The data beneath this task has to be reprinted character for character.

╭─ The input

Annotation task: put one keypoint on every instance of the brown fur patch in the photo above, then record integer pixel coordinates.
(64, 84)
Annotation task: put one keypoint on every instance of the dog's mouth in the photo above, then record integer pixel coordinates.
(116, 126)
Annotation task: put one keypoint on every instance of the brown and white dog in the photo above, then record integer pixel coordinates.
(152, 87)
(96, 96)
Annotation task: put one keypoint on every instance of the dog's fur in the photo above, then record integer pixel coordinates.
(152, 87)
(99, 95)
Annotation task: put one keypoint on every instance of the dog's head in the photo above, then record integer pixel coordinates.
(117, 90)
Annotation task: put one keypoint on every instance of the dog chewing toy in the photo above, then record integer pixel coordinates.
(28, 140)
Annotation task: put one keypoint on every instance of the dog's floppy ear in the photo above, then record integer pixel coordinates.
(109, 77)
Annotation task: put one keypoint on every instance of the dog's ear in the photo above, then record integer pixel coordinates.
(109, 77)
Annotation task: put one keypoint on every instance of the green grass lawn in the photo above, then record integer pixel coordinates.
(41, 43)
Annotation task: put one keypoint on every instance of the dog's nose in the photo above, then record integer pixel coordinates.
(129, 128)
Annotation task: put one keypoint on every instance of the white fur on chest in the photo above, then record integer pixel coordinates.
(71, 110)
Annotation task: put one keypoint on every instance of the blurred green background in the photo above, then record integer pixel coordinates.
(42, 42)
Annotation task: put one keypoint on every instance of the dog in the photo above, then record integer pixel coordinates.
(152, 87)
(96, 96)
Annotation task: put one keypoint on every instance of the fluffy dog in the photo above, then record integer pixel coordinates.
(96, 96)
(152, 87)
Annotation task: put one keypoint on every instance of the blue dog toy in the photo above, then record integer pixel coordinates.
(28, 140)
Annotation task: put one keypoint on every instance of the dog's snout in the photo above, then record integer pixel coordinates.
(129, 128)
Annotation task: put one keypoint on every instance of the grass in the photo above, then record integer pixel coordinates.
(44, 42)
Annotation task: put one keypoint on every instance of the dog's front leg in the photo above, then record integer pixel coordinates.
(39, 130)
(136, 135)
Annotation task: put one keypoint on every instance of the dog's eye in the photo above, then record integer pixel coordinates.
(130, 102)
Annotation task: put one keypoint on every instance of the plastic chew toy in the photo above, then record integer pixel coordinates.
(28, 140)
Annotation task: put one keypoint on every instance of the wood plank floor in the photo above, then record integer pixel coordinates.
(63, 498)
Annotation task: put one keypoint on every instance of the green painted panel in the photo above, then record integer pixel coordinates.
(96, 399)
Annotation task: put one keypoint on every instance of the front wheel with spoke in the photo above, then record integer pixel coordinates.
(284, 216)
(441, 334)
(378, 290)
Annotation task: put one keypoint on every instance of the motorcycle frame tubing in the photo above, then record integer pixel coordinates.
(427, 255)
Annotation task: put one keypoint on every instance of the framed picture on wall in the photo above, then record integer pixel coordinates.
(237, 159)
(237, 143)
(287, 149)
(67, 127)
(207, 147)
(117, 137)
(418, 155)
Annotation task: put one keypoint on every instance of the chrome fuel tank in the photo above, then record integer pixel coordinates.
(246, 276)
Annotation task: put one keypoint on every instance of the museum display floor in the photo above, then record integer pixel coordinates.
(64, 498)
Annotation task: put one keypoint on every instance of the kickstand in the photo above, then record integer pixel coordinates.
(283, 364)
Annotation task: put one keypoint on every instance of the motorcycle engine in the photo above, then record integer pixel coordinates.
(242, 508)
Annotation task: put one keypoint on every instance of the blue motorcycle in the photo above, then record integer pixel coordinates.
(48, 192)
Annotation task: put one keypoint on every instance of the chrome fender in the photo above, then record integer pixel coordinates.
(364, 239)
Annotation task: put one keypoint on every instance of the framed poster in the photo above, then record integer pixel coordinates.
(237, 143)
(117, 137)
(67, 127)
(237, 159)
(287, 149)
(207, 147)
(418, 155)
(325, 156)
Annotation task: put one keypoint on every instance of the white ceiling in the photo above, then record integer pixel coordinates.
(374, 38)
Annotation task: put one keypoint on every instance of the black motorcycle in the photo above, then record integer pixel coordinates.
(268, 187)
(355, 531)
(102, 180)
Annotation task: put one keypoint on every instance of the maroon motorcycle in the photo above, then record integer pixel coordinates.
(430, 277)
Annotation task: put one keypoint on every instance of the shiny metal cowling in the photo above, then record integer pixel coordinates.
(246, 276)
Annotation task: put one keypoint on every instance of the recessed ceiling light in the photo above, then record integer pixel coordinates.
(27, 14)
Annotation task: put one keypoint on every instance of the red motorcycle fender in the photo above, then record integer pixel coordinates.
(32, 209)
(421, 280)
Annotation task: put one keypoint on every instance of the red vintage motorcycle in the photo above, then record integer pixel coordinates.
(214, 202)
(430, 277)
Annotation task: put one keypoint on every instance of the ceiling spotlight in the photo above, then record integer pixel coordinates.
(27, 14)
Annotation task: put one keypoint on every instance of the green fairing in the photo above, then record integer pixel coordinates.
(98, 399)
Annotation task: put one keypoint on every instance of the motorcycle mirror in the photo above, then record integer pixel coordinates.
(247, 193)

╰─

- **Exercise response**
Annotation task: put one keypoint on every instance of the brown fur patch in the photo above, then record integer pixel coordinates.
(64, 84)
Annotation task: put one keypoint on every instance of the dog's mouth in the photo above, then record integer pixel coordinates.
(116, 126)
Annotation task: put one keypoint on every instance of the brown and white dog in the photo above, then record integer pixel coordinates.
(152, 87)
(96, 96)
Annotation task: put one keypoint on every instance of the dog's fur in the photo above, then record integer pixel coordinates.
(152, 87)
(99, 95)
Annotation task: put one keypoint on every instance of the dog's head in the photo above, then record integer pixel coordinates.
(117, 90)
Annotation task: put one keypoint on every instance of the dog chewing toy in the photo above, then record integer pixel coordinates.
(28, 140)
Annotation task: put one keypoint on every instance of the dog's floppy ear in the photo above, then record integer pixel coordinates.
(109, 77)
Annotation task: put one keypoint on every instance of the dog's ear in the photo above, then record integer pixel coordinates.
(109, 77)
Annotation task: put one keypoint on every instance of the green grass lawn in the photo above, then record integer pixel coordinates.
(41, 43)
Annotation task: put one keypoint on every instance of the dog's nose in the photo above, then record integer pixel coordinates.
(129, 128)
Annotation task: put one keypoint on every instance of the white fur on chest in the photo above, then record integer pixel coordinates.
(71, 110)
Annotation task: put one keypoint on every instance of the blurred green background in the photo above, then record integer pixel coordinates.
(42, 42)
Annotation task: put one keypoint on every instance of the dog in the photo above, then record integer pixel coordinates.
(152, 87)
(96, 96)
Annotation task: put one keypoint on every instance of the fluffy dog in the photo above, then record integer pixel coordinates.
(96, 96)
(152, 87)
Annotation task: put one keypoint on every instance of the blue dog toy in the photo above, then record integer pixel coordinates.
(28, 140)
Annotation task: put one keypoint on every instance of the dog's snout in the photo above, then record integer pixel coordinates.
(129, 128)
Annotation task: put one keypoint on every instance of the grass in the photo above, then record integer pixel coordinates.
(44, 42)
Annotation task: put one keypoint on every instance of the dog's front leg in the photo above, then record integer pixel coordinates.
(39, 130)
(136, 135)
Annotation task: put one keypoint on every instance of the dog's eye in the photo above, then record integer pixel coordinates.
(130, 102)
Annotation task: put one keypoint on every instance of the plastic chew toy in the photo above, then record integer pixel coordinates.
(28, 140)
Annotation task: put one keypoint on every instance of the wood plank floor in the photo above, then record integer pixel coordinates.
(63, 498)
Annotation task: put one keypoint on every instance of the green painted panel in the photo above, then record integer pixel coordinates.
(96, 399)
Annotation task: put one keypoint on every instance of the front wheel with spoke in the photo above, then record integer pixel coordinates.
(284, 216)
(441, 334)
(378, 290)
Annotation task: put one keypoint on every instance of the motorcycle frame tubing in the photo above, then record integer pixel coordinates.
(427, 255)
Annotation task: put one keypoint on every instance of the framed picture on wall in the photo above, then record integer pixel coordinates.
(237, 159)
(237, 143)
(287, 149)
(67, 127)
(207, 147)
(117, 137)
(418, 155)
Annotation task: put one keypoint on every instance of the chrome fuel tank in the photo above, then record integer pixel coordinates.
(246, 276)
Annotation task: put one keypoint on every instance of the museum display floor in the photo above, then record integer pixel coordinates.
(64, 498)
Annotation task: put one keypoint on every instance of the kickstand in the photo above, then record integer pixel coordinates.
(283, 364)
Annotation task: put one keypoint on every instance of the motorcycle engine in the photo above, then record integer pixel coordinates.
(242, 508)
Annotation task: put one keypoint on every instance of the blue motorcycle in the photo above, then record integer pixel coordinates.
(48, 192)
Annotation task: put one keypoint on every instance of the chrome fender in the photo above, then record integer pixel coordinates.
(364, 239)
Annotation task: put one keypoint on every instance of the framed poster in the photo above, then record integer pixel coordinates.
(237, 143)
(117, 137)
(67, 127)
(237, 159)
(287, 149)
(207, 147)
(418, 155)
(325, 156)
Annotation task: put one keypoint on every instance of the white ceiling in the photo above, then record integer pixel coordinates.
(374, 38)
Annotation task: put one keypoint on every instance of the black motorcycle in the photo above, then record integer pixel coordinates.
(268, 187)
(355, 531)
(102, 180)
Annotation task: put one keypoint on every instance of the maroon motorcycle in the photo above, then record integer pixel coordinates.
(430, 277)
Annotation task: put one keypoint on every instance of the shiny metal cowling in the photo above, then record integer pixel coordinates.
(246, 276)
Annotation task: put one keypoint on every instance of the recessed ceiling light in the photo above, then record integer pixel coordinates.
(27, 14)
Annotation task: put one keypoint on every instance of the red motorcycle fender in the photo above, then record integer pixel coordinates.
(32, 209)
(421, 280)
Annotation task: put one keypoint on every instance of the red vintage motorcycle in the photo above, then record integer pixel coordinates.
(214, 202)
(430, 277)
Annotation task: put one keypoint on every instance of the ceiling spotlight in the photo above, then record integer pixel coordinates.
(27, 14)
Annotation task: put one keypoint on every instance of the green fairing in the photo above, then record integer pixel coordinates.
(98, 399)
Annotation task: put one keypoint on every instance of the motorcycle mirror in the photo above, then record integer pixel coordinates.
(247, 193)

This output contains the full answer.